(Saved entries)
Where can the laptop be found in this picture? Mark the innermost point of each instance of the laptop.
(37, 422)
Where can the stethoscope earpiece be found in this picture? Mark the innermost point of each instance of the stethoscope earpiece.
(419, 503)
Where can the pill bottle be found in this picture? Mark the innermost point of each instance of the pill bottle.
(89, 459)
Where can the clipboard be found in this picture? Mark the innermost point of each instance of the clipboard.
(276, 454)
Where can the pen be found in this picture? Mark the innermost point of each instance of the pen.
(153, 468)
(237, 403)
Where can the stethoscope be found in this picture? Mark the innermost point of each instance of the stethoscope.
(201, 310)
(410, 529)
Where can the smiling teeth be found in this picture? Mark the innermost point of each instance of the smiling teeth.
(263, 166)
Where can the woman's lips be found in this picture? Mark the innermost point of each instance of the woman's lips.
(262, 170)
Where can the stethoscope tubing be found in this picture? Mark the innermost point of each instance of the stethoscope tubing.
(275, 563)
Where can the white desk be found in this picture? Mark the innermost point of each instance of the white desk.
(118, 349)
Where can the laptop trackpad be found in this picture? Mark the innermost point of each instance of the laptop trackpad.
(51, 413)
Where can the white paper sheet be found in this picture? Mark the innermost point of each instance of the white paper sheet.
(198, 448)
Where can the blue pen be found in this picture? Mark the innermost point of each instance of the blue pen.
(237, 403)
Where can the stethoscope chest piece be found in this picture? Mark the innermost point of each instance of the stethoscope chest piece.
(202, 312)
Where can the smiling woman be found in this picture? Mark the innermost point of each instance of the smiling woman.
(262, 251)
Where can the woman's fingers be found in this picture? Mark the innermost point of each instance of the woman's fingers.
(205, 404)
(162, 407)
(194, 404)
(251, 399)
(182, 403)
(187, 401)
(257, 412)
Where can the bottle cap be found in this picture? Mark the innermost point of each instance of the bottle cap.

What is asked: Recast every line of the material above as a JSON list of strings, with one string for each line and blank lines left out.

Output for this exercise:
[
  "Where can the laptop be found in this picture? Mark the innermost point of each instance of the laptop.",
  "(37, 422)",
  "Where can the stethoscope earpiece be found in this picture? Mark the innermost point of each instance of the stethoscope earpiece.",
  "(419, 503)",
  "Where can the pill bottle be found in this picture? Mark the innermost point of each instance of the pill bottle.",
  "(89, 459)",
  "Where can the clipboard be found in this picture? Mark the innermost point of each instance of the clipboard.",
  "(276, 454)",
  "Where can the pen be found in this picture? Mark the innermost point of each instance of the pen.",
  "(153, 468)",
  "(237, 403)",
  "Where can the stethoscope be found in this picture? Mark the innermost point of each instance of the stethoscope.",
  "(201, 310)",
  "(410, 529)",
  "Where can the smiling teeth be found in this picture? Mark the innermost point of each instance of the smiling teeth.",
  "(263, 166)",
  "Where can the woman's lips be found in this picture? Mark the innermost point of each instance of the woman's lips.",
  "(262, 170)",
  "Where can the stethoscope tubing be found in this picture? Mark the innermost point of each instance of the stethoscope tubing.",
  "(275, 563)",
  "Where can the white desk be found in this picture? Mark the innermost point of each instance of the white desk.",
  "(118, 349)",
  "Where can the laptop trackpad be found in this picture? Mark the innermost point of each instance of the laptop trackpad.",
  "(51, 413)",
  "Where can the white paper sheet be found in this picture? Mark the innermost point of each instance of the white paper sheet.",
  "(198, 448)",
  "Where can the blue pen be found in this picture? Mark the innermost point of each instance of the blue pen.",
  "(237, 403)",
  "Where can the stethoscope chest piece be found in this picture? Mark the innermost point of each instance of the stethoscope chest piece.",
  "(202, 312)",
  "Where can the smiling woman be found in this picture? Mark the innermost point of each instance of the smiling woman.",
  "(262, 251)",
  "Where can the woman's fingers be found in this picture? Mark the innermost point of each instance of the woman's fingers.",
  "(205, 404)",
  "(162, 407)",
  "(194, 404)",
  "(251, 399)",
  "(182, 403)",
  "(187, 401)",
  "(257, 412)",
  "Where can the bottle cap be found in this picture? Mark the innermost point of each instance of the bottle cap."
]